Problem:
Retype each record below word for word. Leave the pictures out.

Records from a data source:
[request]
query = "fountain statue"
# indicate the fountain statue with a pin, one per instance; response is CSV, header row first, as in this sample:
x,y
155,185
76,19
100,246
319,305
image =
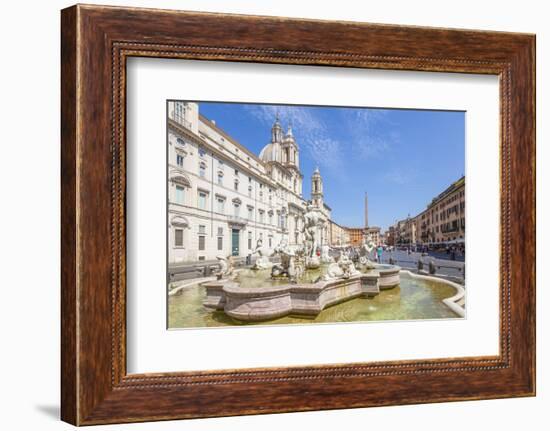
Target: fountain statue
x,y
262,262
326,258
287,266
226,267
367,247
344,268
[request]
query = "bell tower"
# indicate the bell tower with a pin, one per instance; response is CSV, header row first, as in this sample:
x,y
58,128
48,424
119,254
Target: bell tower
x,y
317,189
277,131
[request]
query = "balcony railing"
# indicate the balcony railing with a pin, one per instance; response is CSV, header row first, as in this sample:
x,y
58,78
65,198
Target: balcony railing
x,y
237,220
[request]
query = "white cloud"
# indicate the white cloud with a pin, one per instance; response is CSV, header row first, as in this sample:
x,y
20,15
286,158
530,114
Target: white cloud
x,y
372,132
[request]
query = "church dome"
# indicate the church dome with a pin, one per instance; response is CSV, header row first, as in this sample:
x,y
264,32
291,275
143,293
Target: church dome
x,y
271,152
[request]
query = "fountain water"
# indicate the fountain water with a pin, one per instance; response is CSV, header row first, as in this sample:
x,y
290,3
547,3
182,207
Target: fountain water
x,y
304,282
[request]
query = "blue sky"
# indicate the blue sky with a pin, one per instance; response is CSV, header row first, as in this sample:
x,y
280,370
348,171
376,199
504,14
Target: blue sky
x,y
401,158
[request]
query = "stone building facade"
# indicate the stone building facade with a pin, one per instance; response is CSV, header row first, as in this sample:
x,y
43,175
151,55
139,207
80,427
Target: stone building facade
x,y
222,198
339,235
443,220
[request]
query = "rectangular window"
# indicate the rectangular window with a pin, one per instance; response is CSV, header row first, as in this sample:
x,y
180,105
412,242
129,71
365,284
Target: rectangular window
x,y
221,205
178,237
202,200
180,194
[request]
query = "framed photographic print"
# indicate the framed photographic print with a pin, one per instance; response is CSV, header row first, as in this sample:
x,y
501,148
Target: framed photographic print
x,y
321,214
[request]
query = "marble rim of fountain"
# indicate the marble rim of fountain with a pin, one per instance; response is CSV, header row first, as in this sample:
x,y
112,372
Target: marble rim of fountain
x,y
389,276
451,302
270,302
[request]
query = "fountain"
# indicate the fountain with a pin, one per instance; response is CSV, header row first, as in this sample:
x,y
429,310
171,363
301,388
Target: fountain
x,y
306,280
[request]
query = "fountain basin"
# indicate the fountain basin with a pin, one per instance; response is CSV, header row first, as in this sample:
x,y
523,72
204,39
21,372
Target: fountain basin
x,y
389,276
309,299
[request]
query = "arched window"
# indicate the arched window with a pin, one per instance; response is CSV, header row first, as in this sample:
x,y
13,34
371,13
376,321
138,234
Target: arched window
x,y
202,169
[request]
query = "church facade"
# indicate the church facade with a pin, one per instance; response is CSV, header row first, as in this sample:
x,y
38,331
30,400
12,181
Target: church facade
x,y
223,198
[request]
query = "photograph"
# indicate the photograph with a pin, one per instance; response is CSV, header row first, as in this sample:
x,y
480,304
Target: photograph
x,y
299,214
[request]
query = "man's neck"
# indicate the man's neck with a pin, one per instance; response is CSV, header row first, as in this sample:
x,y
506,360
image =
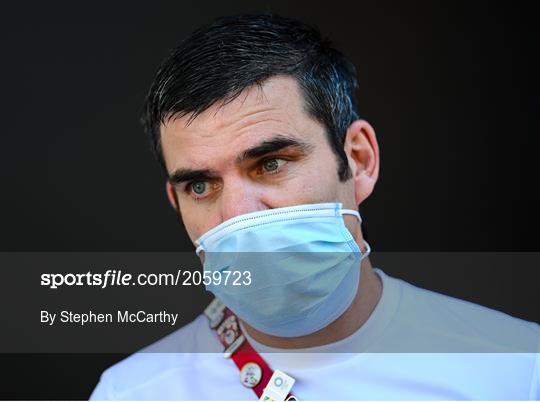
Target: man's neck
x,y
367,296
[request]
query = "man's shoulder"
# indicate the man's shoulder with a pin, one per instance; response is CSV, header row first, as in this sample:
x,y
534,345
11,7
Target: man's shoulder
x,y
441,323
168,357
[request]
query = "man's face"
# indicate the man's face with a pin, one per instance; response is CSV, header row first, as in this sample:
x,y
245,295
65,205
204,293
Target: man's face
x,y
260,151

Exercise output:
[request]
query = "fountain statue"
# indicate the fountain statue with a pin, one per instance; response is CSV, header row first, as in this sample:
x,y
155,185
76,19
100,246
319,305
image =
Target: fountain statue
x,y
262,262
326,258
287,266
226,267
367,247
344,268
[request]
query = "bell tower"
# indicate the bell tower with a pin, one per instance; response is CSV, header row first, as in this sample:
x,y
58,128
48,424
119,254
Target: bell tower
x,y
317,189
277,131
[request]
query = "balcony railing"
# indicate the balcony railing with a pin, one per instance; response is CSV, header row first, as in this sample:
x,y
58,78
65,198
Target: balcony railing
x,y
237,220
[request]
query = "white cloud"
# indicate the white cloud with a pin, one per instance; response is CSV, header row first, as in this sample:
x,y
20,15
286,158
530,114
Target: white cloud
x,y
372,132
[request]
query = "church dome"
# indicate the church dome with a pin, one per instance; response is CSV, header row first, as in this sample:
x,y
264,32
291,275
143,293
Target: church dome
x,y
271,152
[request]
query = "fountain water"
# indicate the fountain water with a pin, one per instance; response is CSV, header row first, as in this sample:
x,y
290,3
547,3
182,207
Target: fountain water
x,y
304,282
[request]
query = "blue sky"
# indicate the blue sky with a pin, one per instance; response is CSV, header row first, as in this sample:
x,y
280,370
348,171
376,199
504,14
Target: blue sky
x,y
401,158
[request]
query = "stone building facade"
# indicate the stone building facade with a pin, one per instance; response is CSV, header row first, as in this sample:
x,y
43,175
151,55
139,207
80,427
Target: stone building facade
x,y
222,198
339,235
443,220
[request]
query = "rectangular window"
# indicate the rectangular window with a pin, one per instance; response is CSV, header row first, as in this sample:
x,y
180,105
412,242
129,71
365,284
Target: rectangular window
x,y
221,205
178,237
202,200
180,194
[request]
query = "framed photographic print"
# indicate the framed photographic print with a pin, one per instance; response is CSV, header row first, as in this sample:
x,y
501,148
Target: framed photographic print
x,y
321,214
[request]
query = "marble rim of fountain"
# indicate the marble rim of fountain with a pin, one per instance; response is CSV, header row first, as in this sample:
x,y
112,372
Target: marble rim of fountain
x,y
389,276
451,302
270,302
[request]
query = "fountain"
# indicate the fountain with a pin, one per instance; response is CSV, header row first, as in this sample:
x,y
429,310
171,363
301,388
Target: fountain
x,y
306,280
[request]
query = "fountain basin"
# indicate the fountain basin with a pin, one per instance; response is CSV, header row first, as in this sample:
x,y
523,72
204,39
21,372
Target: fountain basin
x,y
389,276
309,299
[request]
query = "arched window"
# indicate the arched window with a pin, one per instance; response is CSV, header row first, as in this sample:
x,y
13,34
371,13
376,321
138,234
Target: arched window
x,y
202,169
[request]
query = "church facade"
# indicate the church facade with a pin, one per instance; response is CSV, header row first, as in this sample:
x,y
38,331
30,400
12,181
Target: church facade
x,y
223,198
[request]
query = "photograph"
# indicate the photograph with a pin, one per instance; response is CSV, header row first, as in this sample:
x,y
480,304
Target: photograph
x,y
299,214
[request]
query = "man's neck"
# indicate the man's neck with a pin, one per instance; response is CSV, header row first, as in this sample:
x,y
506,360
image =
Target: man's neck
x,y
367,296
[request]
query = "man's shoulder"
# indicate the man's shoulder with a pin, one per instance; response is CSV, header row first, as in this sample:
x,y
534,345
11,7
Target: man's shoulder
x,y
441,323
168,357
[request]
query = "man's face"
# indicate the man's face with a pin, one per instance; response is CSV, header row first, as in this sample:
x,y
245,295
65,205
204,293
Target: man's face
x,y
260,151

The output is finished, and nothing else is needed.